Text provided:
The lack of public knowledge about glaucoma surprises me. Although pretty much everybody has heard of it, little is generally known other than the fact that it affects the eye.
Still today we are hearing glaucoma specialists calling upon the medical community to educate their patients and the public about the dangers of glaucoma. Glaucoma-induced blindness is unnecessary and it is largely the lack of knowledge about the disease and the lack of obvious symptoms, which have earned it its title as the "silent blinding disease" or the "sneak thief of sight". In fact, according to a study by Sommer & co-workers in the early 90s, the silent nature of the disease, particularly in the early stages, means that up to 50% of sufferers are unaware that they have glaucoma. This figure could actually reach an astounding 90% in underdeveloped countries.
Taking these factors into account, there is little wonder that glaucoma remains the second leading cause of blindness worldwide, even though ophthalmologists do have good therapies and surgical interventions at their disposal to prevent this needless blindness.
The Ophthalmology Times group has been fortunate enough to be named the official publication of this important event and I am honoured to play a part, albeit a small one, in this commendable initiative. Please look out for coverage of these key activities both on our website ( http://www.oteurope.com/), within our weekly newsletters and in upcoming issues of our magazine. I do hope that you will join me in wishing the co-ordinators of World Glaucoma Day good luck in their efforts to reduce the unnecessary blindness caused by this condition.

Listed records:
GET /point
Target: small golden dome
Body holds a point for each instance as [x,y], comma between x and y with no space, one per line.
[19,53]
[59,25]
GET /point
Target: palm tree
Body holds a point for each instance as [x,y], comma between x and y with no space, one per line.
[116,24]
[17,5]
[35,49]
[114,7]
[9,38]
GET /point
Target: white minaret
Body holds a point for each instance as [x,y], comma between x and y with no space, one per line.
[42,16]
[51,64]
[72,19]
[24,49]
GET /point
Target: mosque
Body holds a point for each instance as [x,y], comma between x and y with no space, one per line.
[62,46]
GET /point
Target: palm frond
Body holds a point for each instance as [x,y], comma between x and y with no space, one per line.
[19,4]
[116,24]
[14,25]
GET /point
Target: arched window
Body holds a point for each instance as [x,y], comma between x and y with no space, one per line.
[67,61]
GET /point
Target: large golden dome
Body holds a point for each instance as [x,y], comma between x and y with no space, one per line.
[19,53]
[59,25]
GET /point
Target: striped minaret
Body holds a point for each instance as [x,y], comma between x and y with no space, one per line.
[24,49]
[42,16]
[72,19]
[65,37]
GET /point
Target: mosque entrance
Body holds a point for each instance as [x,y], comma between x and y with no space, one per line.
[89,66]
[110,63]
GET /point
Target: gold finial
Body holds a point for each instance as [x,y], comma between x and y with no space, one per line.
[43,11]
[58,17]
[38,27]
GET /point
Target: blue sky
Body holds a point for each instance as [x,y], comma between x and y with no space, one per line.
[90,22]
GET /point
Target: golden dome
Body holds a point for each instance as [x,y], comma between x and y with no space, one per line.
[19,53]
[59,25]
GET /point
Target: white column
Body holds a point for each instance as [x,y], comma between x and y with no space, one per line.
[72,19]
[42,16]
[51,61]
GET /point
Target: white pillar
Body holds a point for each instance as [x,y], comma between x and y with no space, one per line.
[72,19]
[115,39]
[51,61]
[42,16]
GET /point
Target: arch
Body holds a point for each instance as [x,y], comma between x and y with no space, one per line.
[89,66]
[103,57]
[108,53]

Activity list:
1 – List the places where, according to the text on glaucoma, readers should look for coverage of the World Glaucoma Day activities.
2 – According to the text on glaucoma, what rank does glaucoma hold among the causes of blindness worldwide?

Your responses:
1 –
- The website (http://www.oteurope.com/)
- The weekly newsletters
- Upcoming issues of the magazine

2 – It remains the second leading cause of blindness worldwide.